> _Aim of the task_
Transcribe the lines below verbatim, starting at the line that contains "Practice step: find the white dress" and continuing up to and including the line that contains "(1123, 336)".

(Coordinate annotation entries)

▬▬▬

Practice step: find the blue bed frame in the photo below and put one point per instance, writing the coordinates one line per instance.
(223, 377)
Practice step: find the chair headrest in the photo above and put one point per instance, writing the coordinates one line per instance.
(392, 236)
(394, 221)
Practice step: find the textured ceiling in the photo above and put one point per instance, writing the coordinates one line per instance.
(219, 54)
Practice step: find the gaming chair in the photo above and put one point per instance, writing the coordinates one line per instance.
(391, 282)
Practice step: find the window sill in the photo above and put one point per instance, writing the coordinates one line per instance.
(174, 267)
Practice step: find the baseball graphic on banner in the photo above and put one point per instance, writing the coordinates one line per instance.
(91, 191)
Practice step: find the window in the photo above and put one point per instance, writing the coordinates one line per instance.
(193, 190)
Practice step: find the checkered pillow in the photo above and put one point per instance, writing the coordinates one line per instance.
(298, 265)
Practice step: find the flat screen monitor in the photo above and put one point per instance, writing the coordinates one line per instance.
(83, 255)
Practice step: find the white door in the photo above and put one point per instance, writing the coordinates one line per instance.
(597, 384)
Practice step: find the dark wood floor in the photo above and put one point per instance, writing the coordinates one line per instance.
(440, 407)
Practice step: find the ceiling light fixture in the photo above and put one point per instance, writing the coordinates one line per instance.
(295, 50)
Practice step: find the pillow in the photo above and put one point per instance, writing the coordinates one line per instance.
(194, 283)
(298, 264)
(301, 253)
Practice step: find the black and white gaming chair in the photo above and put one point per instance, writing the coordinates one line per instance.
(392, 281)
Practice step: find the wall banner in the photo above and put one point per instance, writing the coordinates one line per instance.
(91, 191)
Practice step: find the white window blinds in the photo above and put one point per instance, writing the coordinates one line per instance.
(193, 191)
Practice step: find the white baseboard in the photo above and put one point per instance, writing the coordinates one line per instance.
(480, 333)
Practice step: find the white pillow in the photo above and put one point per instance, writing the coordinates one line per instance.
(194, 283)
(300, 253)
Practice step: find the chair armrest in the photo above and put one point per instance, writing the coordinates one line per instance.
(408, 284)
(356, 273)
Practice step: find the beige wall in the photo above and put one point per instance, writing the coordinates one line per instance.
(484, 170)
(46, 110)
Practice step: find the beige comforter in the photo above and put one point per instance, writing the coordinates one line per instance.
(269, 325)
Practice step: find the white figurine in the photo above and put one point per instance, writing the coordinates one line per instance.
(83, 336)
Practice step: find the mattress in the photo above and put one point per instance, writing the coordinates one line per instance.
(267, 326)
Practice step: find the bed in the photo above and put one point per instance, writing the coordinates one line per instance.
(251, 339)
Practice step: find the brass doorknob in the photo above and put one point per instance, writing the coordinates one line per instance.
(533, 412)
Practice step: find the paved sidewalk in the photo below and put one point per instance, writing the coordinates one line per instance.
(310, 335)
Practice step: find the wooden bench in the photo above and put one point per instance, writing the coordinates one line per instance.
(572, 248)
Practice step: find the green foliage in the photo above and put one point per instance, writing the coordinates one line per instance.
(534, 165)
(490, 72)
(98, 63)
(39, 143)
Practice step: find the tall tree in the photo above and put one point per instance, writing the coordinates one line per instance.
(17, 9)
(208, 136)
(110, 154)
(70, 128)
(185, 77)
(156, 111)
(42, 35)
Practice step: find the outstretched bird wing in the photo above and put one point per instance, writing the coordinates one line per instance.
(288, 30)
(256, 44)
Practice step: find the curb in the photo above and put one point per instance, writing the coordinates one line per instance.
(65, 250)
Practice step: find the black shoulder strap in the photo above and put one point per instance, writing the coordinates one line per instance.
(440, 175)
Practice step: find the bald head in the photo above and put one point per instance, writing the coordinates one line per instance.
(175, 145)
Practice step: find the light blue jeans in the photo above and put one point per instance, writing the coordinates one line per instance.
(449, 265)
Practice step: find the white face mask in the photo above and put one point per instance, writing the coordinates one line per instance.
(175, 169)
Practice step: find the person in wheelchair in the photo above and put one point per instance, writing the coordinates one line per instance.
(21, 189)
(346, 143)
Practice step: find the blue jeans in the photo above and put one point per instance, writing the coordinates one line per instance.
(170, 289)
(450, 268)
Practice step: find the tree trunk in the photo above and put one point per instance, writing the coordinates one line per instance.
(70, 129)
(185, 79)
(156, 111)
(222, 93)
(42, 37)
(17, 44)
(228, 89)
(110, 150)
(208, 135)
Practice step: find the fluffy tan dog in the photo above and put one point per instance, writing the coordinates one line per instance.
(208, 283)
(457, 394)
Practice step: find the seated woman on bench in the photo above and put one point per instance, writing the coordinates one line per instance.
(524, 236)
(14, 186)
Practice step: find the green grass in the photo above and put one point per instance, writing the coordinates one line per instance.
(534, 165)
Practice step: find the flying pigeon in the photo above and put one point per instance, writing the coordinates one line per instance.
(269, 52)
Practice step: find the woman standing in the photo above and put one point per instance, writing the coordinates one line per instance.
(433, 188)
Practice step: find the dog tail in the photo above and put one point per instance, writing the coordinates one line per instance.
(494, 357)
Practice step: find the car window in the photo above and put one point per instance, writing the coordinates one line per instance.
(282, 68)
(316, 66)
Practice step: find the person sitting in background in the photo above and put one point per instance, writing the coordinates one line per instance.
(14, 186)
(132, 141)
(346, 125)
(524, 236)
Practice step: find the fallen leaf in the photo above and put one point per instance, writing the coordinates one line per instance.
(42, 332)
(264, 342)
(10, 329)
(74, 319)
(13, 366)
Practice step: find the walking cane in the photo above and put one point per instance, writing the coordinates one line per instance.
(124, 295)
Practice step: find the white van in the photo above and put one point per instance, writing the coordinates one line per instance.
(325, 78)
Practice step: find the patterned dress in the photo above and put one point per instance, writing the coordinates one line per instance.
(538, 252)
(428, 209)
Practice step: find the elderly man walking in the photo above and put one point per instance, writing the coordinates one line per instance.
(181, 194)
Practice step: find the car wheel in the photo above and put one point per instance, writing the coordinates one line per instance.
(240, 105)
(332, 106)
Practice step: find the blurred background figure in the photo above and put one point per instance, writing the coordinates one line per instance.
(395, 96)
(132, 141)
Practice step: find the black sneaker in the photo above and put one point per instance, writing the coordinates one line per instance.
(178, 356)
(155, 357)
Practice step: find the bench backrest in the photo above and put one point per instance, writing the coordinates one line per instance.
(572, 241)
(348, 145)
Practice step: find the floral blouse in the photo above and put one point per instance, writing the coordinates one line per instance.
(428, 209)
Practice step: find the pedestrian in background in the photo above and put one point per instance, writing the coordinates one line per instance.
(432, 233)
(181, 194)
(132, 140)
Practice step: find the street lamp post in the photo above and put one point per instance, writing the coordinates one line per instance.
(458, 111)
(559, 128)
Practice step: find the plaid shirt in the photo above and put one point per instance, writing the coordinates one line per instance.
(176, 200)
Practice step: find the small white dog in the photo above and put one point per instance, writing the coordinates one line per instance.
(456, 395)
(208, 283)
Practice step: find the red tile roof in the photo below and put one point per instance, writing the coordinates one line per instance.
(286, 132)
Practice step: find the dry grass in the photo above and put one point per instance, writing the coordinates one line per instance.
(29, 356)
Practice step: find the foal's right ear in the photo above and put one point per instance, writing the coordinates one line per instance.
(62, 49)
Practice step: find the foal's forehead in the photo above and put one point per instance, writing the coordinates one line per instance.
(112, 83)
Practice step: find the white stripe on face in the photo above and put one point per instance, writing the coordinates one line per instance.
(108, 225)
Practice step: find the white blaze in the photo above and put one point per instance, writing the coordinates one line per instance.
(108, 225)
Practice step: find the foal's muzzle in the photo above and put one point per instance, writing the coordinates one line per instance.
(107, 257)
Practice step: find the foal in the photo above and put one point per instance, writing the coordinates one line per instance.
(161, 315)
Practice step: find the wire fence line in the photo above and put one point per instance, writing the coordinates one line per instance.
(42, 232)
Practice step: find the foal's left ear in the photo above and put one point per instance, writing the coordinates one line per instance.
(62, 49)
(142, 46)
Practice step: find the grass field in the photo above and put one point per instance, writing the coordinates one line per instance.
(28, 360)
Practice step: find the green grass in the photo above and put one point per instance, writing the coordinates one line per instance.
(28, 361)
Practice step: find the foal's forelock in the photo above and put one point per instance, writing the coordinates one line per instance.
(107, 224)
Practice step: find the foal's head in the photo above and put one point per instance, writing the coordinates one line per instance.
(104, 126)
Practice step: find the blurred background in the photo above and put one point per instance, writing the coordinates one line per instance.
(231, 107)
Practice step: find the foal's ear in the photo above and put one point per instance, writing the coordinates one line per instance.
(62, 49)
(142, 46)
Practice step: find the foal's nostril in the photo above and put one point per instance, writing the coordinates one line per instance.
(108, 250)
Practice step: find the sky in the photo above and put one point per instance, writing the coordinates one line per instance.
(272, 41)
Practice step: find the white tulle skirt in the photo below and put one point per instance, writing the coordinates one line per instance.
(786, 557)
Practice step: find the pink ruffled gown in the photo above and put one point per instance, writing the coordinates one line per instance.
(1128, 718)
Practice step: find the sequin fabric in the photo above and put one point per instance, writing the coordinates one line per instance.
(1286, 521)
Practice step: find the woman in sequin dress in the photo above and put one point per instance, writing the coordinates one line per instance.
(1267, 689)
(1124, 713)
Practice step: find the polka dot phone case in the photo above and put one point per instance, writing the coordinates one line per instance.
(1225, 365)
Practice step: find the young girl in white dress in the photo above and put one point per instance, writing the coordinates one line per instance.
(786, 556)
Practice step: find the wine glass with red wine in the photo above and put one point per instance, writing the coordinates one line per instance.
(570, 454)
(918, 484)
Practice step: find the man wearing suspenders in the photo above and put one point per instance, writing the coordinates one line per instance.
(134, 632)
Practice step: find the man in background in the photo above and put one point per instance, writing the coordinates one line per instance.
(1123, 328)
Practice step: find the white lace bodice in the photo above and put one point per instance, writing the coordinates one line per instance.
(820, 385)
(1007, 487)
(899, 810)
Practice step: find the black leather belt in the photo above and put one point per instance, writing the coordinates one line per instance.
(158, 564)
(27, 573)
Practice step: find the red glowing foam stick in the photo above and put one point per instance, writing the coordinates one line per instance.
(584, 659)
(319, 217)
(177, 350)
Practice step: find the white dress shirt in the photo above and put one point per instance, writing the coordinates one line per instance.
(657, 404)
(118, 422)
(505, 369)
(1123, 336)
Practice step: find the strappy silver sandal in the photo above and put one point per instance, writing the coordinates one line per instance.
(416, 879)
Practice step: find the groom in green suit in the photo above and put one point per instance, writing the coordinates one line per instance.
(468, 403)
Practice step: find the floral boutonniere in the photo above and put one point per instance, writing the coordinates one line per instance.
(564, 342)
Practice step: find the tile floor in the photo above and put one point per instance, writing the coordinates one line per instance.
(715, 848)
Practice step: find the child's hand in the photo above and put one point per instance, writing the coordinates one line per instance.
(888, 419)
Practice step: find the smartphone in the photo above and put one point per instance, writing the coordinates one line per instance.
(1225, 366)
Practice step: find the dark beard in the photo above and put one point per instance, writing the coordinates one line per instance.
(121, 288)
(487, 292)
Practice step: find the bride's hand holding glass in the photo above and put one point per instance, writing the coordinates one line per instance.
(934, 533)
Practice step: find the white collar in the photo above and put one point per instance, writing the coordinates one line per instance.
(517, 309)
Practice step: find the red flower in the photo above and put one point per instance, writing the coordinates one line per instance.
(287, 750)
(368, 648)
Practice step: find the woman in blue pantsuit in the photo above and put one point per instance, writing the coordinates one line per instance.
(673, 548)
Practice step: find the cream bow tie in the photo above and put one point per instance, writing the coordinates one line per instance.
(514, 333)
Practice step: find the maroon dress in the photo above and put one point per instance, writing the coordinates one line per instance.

▬▬▬

> _Exercise response_
Practice step: find the white dress shirt in the photo above and put one point per instance, writing the coordinates one line per instance.
(657, 404)
(118, 422)
(505, 369)
(1123, 336)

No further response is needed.